[Begin Document section]

I want to show that $S \neq \mathbb R^n$ and $S \neq \emptyset \implies \partial S \neq \emptyset$ using the following property : Let $S \subset \mathbb R^n$ a compact set and $T \subset \mathbb R^n$ a closed set, both are not empty et $S \cap T = \emptyset$. Then $\exists a \in S$ and $b \in T$ such that $$inf(\lvert\lvert x-y \rvert \rvert : x \in S, y \in T) = \lvert\lvert a-b \rvert \rvert > 0$$ I hesitate about the way to do this, I don't know what I need to take to be my compact set and closed set and the next steps are also not very clear.
(I already know the easy proof with $\partial S = \emptyset \implies \overline{S}=\mathring{S}=S \implies S = \mathbb R^n$ or $S = \emptyset $, I want to use the given property to show the proposition.)
Let $S \ne \emptyset, \Bbb{R}^n$ be a set such that $\partial S = \emptyset$. Then there exists a closed ball $K$ large enough such that $\overline{S} \cap K$ and $\overline{S^c} \cap K$ are both nonempty. Hence they are two disjoint nonempty compact sets so there exist $$a \in \overline{S} \cap K, \quad b \in \overline{S^c} \cap K$$ which minimize the distance between $\overline{S} \cap K$ and $\overline{S^c} \cap K$.
Consider the element $\frac{a+b}2$. It is certainly in $K$ since $K$ is convex. We have $$\left\|a-\frac{a+b}2\right\| = \left\|b-\frac{a+b}2\right\| = \frac12\|a-b\|$$ so
$\frac{a+b}2$ is closer to $a$ than $b$ is and hence it cannot be in $\overline{S^c} \cap K$,
$\frac{a+b}2$ is closer to $b$ than $a$ is and hence it cannot be in $\overline{S} \cap K$.
This is a contradiction since clearly $$K = (\overline{S} \cap K) \cup (\overline{S^c} \cap K).$$

[End Document section]
[Begin Given records]

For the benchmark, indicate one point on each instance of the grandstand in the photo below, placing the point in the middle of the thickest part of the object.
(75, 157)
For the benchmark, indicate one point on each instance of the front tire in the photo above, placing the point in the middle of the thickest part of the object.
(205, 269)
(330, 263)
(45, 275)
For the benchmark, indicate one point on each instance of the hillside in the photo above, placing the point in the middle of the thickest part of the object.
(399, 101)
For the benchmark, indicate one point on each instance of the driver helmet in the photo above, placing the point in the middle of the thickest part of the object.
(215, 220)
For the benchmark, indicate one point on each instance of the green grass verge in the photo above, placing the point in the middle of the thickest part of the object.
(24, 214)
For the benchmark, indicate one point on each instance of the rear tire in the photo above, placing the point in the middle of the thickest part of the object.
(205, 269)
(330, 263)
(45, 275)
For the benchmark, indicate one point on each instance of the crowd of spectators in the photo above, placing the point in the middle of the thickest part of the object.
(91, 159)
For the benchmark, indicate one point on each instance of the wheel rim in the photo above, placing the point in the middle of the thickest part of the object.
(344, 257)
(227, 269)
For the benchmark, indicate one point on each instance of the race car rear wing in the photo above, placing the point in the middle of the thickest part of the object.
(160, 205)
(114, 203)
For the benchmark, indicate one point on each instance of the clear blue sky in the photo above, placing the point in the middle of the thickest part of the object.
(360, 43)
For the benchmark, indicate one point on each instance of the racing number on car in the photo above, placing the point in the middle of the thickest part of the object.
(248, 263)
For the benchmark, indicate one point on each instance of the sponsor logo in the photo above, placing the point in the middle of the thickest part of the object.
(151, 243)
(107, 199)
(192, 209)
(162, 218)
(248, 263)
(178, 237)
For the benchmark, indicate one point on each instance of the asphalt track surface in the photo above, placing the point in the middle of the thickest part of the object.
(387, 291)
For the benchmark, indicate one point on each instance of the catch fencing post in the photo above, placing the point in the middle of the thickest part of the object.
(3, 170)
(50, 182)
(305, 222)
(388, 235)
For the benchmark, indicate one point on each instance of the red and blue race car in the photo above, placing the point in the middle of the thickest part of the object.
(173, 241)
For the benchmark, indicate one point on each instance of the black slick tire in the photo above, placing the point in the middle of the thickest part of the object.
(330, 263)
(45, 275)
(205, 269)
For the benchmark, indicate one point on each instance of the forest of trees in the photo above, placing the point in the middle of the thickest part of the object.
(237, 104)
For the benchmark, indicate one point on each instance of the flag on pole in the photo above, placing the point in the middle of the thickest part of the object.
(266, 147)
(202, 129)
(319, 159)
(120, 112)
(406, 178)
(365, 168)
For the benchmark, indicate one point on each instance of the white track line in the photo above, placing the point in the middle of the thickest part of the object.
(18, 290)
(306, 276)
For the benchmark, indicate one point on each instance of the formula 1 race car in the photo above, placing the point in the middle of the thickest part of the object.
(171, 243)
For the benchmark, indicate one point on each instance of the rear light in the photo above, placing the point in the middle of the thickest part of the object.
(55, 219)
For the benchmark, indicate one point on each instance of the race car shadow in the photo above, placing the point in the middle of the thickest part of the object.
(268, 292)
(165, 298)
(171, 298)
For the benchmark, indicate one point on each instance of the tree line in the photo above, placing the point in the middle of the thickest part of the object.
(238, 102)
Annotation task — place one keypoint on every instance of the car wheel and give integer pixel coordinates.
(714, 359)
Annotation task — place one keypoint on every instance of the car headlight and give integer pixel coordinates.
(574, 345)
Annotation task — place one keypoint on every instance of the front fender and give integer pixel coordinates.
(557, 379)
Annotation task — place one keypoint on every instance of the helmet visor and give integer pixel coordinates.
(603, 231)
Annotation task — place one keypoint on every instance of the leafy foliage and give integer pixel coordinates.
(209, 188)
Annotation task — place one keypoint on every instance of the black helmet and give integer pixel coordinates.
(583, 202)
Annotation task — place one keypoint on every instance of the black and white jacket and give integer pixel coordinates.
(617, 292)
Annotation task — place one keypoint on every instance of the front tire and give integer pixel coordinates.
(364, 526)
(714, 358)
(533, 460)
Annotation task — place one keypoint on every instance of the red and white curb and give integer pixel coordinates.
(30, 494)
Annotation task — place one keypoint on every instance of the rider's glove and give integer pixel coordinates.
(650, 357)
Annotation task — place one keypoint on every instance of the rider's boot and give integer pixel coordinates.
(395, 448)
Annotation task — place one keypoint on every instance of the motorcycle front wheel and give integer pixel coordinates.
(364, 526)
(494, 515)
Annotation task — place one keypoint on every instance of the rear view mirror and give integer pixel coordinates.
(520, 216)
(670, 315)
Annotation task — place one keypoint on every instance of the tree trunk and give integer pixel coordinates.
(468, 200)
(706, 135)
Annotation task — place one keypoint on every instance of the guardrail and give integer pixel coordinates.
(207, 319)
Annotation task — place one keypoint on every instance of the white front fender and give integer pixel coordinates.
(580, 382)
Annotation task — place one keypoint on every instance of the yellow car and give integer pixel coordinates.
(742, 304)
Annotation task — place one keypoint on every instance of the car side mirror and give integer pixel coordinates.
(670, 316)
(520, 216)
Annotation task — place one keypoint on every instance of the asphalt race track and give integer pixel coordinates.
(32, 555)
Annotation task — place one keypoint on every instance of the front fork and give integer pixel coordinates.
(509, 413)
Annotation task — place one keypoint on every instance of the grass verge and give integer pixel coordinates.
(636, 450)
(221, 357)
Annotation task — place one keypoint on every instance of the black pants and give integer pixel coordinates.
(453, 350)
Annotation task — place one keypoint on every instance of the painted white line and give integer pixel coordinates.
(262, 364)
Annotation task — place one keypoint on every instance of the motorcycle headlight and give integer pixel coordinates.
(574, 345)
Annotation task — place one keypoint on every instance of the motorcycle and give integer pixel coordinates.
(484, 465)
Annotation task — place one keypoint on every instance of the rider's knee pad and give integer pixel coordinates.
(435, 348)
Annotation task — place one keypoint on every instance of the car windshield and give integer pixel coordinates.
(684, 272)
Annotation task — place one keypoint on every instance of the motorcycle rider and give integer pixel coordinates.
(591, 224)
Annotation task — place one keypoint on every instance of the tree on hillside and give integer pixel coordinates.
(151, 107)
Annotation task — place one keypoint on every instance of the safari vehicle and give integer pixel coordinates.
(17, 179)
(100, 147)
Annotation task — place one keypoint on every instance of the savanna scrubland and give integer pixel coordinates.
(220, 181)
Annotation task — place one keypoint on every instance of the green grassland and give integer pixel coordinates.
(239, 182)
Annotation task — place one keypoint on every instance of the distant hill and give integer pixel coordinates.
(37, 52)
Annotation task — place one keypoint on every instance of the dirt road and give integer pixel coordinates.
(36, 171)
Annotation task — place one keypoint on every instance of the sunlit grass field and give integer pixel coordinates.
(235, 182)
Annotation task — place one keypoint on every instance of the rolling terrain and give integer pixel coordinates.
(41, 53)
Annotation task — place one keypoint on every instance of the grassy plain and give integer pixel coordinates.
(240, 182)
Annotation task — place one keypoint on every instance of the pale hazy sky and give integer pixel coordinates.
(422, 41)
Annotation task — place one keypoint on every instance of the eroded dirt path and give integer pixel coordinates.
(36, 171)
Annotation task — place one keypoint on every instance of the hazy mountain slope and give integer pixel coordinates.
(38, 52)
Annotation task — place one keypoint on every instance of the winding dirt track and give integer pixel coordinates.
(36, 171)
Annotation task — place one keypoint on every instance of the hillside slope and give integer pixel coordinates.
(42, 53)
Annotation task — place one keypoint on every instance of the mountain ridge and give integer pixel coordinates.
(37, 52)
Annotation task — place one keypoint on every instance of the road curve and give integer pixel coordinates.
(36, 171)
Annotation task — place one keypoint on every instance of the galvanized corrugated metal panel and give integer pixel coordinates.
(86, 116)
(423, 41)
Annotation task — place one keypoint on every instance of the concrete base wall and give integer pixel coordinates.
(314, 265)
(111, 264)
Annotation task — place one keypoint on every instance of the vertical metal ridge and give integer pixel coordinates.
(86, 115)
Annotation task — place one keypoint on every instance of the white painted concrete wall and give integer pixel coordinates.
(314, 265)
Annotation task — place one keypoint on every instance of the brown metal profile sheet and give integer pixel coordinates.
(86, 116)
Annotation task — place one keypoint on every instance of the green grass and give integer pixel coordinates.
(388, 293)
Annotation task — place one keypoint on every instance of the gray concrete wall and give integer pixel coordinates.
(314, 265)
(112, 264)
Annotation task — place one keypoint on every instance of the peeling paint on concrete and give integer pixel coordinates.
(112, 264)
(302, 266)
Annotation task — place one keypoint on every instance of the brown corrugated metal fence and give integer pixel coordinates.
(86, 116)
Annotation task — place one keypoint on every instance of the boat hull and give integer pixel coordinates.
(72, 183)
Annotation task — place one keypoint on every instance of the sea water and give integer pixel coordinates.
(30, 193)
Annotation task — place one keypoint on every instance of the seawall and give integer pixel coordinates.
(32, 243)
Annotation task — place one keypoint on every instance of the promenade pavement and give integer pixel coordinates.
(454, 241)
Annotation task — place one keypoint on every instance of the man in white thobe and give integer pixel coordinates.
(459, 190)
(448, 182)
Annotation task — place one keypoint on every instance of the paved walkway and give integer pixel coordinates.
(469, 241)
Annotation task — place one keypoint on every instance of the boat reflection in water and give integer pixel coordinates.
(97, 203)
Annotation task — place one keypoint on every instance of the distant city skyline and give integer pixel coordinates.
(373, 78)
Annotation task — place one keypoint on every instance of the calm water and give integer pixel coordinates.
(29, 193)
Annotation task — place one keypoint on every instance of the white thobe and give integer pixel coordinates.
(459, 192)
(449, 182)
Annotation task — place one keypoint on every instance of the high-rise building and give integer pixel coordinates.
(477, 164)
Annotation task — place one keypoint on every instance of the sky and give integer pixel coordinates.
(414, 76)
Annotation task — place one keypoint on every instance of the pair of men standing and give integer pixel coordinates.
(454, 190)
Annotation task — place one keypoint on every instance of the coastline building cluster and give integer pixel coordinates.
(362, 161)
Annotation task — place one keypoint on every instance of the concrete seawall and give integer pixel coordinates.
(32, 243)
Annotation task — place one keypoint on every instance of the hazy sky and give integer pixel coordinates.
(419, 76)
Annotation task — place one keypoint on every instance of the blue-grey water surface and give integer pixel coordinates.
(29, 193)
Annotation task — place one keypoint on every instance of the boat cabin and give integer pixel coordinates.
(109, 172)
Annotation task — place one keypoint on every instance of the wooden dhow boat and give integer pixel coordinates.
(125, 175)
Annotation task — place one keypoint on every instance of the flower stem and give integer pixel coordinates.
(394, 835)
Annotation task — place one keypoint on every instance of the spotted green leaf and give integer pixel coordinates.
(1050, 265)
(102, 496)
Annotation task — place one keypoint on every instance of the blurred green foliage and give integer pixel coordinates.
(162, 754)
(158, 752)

[End Given records]

Short task :: Transcribe the passage of the forum thread on nonempty boundaries starting at "I want to show" and ending at "not very clear.".

Solution below ::
I want to show that $S \neq \mathbb R^n$ and $S \neq \emptyset \implies \partial S \neq \emptyset$ using the following property : Let $S \subset \mathbb R^n$ a compact set and $T \subset \mathbb R^n$ a closed set, both are not empty et $S \cap T = \emptyset$. Then $\exists a \in S$ and $b \in T$ such that $$inf(\lvert\lvert x-y \rvert \rvert : x \in S, y \in T) = \lvert\lvert a-b \rvert \rvert > 0$$ I hesitate about the way to do this, I don't know what I need to take to be my compact set and closed set and the next steps are also not very clear.